**YOUR ASSIGNMENT**. In the entries below, find each line with the string "tower" and copy it.

**RECORDS PROVIDED**.
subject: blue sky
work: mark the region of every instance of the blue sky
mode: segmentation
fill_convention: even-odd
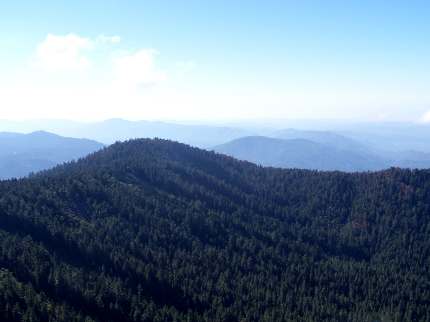
[[[430,120],[428,1],[3,1],[0,118]]]

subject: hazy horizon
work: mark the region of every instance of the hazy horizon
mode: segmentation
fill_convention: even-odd
[[[185,125],[185,126],[207,126],[219,128],[237,128],[237,129],[303,129],[317,131],[340,131],[340,130],[360,130],[377,127],[400,127],[400,129],[430,128],[427,122],[422,121],[393,121],[393,120],[363,120],[363,119],[132,119],[123,117],[103,118],[94,120],[79,120],[66,118],[32,118],[32,119],[0,119],[0,132],[20,132],[30,133],[33,131],[53,131],[53,128],[64,128],[91,124],[112,123],[115,121],[125,123],[153,123],[166,125]]]

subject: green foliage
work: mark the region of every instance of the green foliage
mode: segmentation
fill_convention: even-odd
[[[430,171],[164,140],[0,183],[1,321],[430,321]]]

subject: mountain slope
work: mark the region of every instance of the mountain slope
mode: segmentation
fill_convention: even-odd
[[[114,144],[0,182],[0,319],[428,321],[428,200],[430,171]]]
[[[305,139],[244,137],[216,146],[216,152],[263,166],[316,170],[368,171],[386,168],[366,152],[341,150]]]
[[[23,177],[100,150],[102,144],[38,131],[0,132],[0,179]]]

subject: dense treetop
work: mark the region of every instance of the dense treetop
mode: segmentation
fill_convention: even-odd
[[[2,321],[430,321],[430,171],[165,140],[0,183]]]

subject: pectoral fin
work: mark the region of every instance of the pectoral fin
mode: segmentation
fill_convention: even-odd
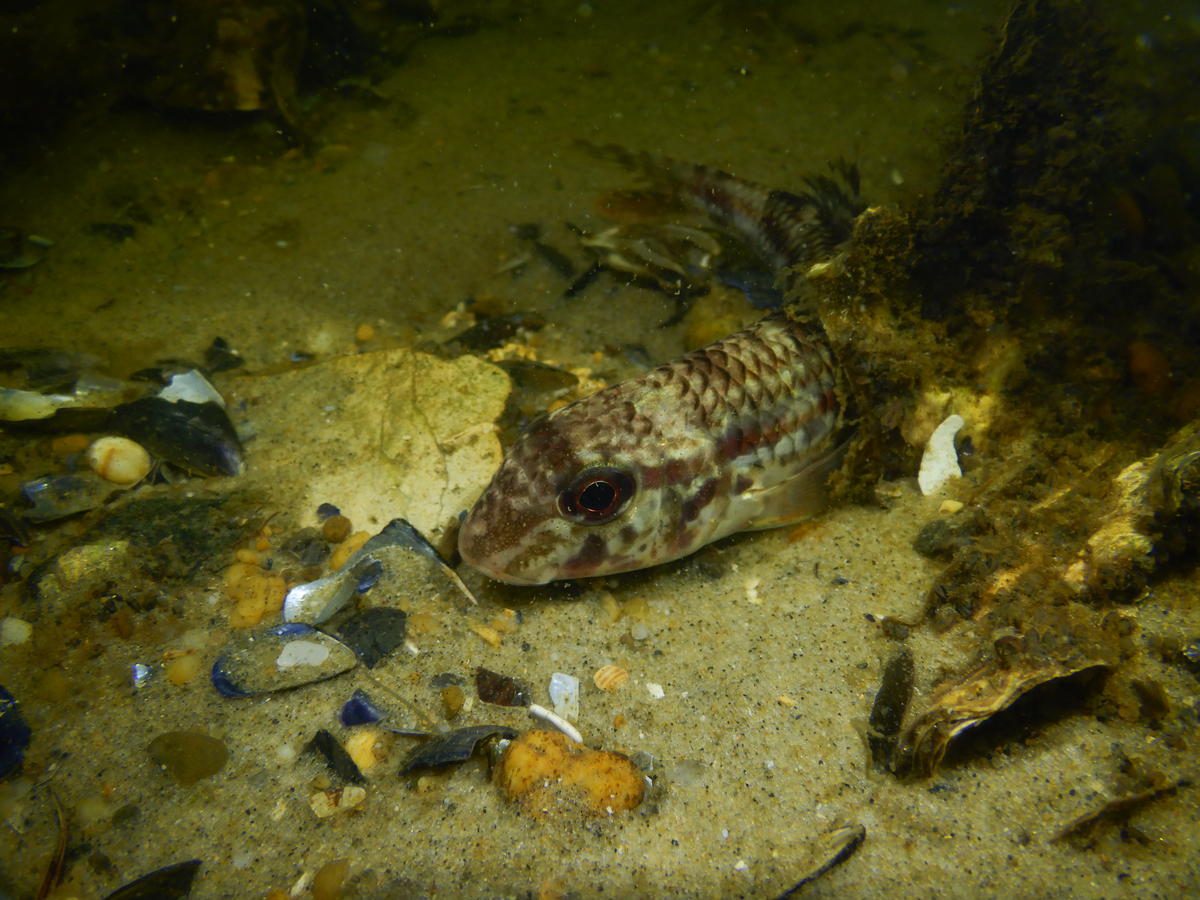
[[[746,529],[777,528],[824,512],[829,506],[829,476],[841,466],[847,446],[849,441],[838,444],[782,481],[748,491],[759,512],[747,522]]]

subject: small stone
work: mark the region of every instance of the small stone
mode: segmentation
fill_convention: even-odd
[[[137,484],[150,473],[150,454],[137,441],[102,437],[87,451],[92,471],[113,484]]]
[[[331,544],[340,544],[346,538],[350,537],[350,532],[354,530],[350,520],[343,515],[330,516],[321,523],[321,537]]]
[[[194,731],[160,734],[147,749],[150,758],[185,787],[216,775],[229,759],[222,741]]]
[[[308,798],[308,805],[318,819],[327,819],[336,813],[354,809],[366,799],[366,790],[357,784],[351,784],[344,788],[317,791]]]
[[[938,512],[942,513],[942,515],[952,516],[962,508],[963,502],[961,500],[943,500],[938,506]]]
[[[646,682],[646,693],[648,693],[655,700],[661,700],[663,697],[667,696],[666,691],[663,690],[663,686],[661,684],[655,684],[653,681]]]
[[[375,339],[375,326],[367,322],[363,322],[354,329],[354,340],[360,344],[365,344],[367,341]]]
[[[350,874],[350,860],[335,859],[317,869],[312,880],[313,900],[338,900],[346,876]]]
[[[446,713],[446,718],[458,718],[458,714],[462,712],[463,704],[466,700],[467,695],[457,684],[442,688],[442,709]]]
[[[359,728],[346,739],[346,752],[362,772],[387,759],[388,746],[386,733],[378,728]]]
[[[187,684],[203,670],[203,660],[198,653],[184,653],[167,663],[167,681],[174,685]]]

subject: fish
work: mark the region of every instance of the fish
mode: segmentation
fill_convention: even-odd
[[[857,171],[771,190],[720,169],[590,148],[736,233],[780,273],[826,258],[865,209]],[[793,280],[794,283],[794,280]],[[463,560],[537,585],[647,568],[828,505],[852,424],[795,288],[783,309],[533,423],[459,529]]]

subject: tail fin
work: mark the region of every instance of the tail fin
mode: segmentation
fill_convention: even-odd
[[[711,166],[580,141],[592,155],[639,175],[650,192],[670,196],[734,232],[774,268],[812,263],[850,236],[866,208],[858,168],[830,164],[833,177],[804,180],[800,193],[771,190]]]

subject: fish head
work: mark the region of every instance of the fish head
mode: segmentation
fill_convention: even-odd
[[[491,578],[526,585],[686,555],[705,539],[690,529],[701,517],[685,509],[693,467],[664,466],[671,452],[619,390],[566,406],[509,451],[462,523],[459,552]]]

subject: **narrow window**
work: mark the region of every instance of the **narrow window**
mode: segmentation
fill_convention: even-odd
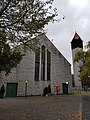
[[[40,48],[35,52],[35,81],[39,81]]]
[[[41,80],[45,80],[45,46],[41,47]]]
[[[51,79],[51,53],[47,50],[47,80]]]

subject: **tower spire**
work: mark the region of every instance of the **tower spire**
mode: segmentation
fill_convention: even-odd
[[[80,36],[77,34],[77,32],[75,31],[75,35],[74,35],[74,39],[79,39]]]
[[[71,41],[71,47],[72,47],[72,50],[75,48],[82,48],[83,49],[83,41],[80,38],[80,36],[77,34],[76,31],[75,31],[74,37]]]

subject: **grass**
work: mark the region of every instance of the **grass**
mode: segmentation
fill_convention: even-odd
[[[73,90],[73,94],[90,95],[90,91]]]

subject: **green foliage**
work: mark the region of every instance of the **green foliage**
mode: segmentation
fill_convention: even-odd
[[[52,10],[53,0],[0,1],[0,41],[24,43],[38,35],[57,15]]]
[[[46,96],[48,94],[48,87],[45,87],[43,90],[43,96]]]
[[[48,85],[48,93],[51,93],[51,85]]]
[[[11,51],[8,44],[0,42],[0,72],[5,71],[6,75],[8,75],[10,70],[19,64],[22,56],[19,50],[15,49]]]
[[[79,77],[83,83],[88,80],[88,76],[90,76],[90,42],[88,42],[85,47],[86,51],[79,51],[75,56],[75,62],[79,60],[83,62],[83,65],[80,66],[79,74]]]
[[[52,9],[53,0],[1,0],[0,1],[0,72],[6,74],[22,59],[19,50],[11,50],[21,43],[30,49],[36,44],[27,44],[32,37],[44,33],[43,28],[57,15]],[[17,48],[17,47],[16,47]]]

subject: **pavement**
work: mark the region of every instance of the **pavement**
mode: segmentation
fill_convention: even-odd
[[[90,120],[82,116],[86,115],[83,105],[82,95],[4,98],[0,99],[0,120]]]
[[[90,95],[82,95],[82,119],[90,120]]]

**REPLY**.
subject: **tower spire**
work: mark the region of every instance of the **tower spire**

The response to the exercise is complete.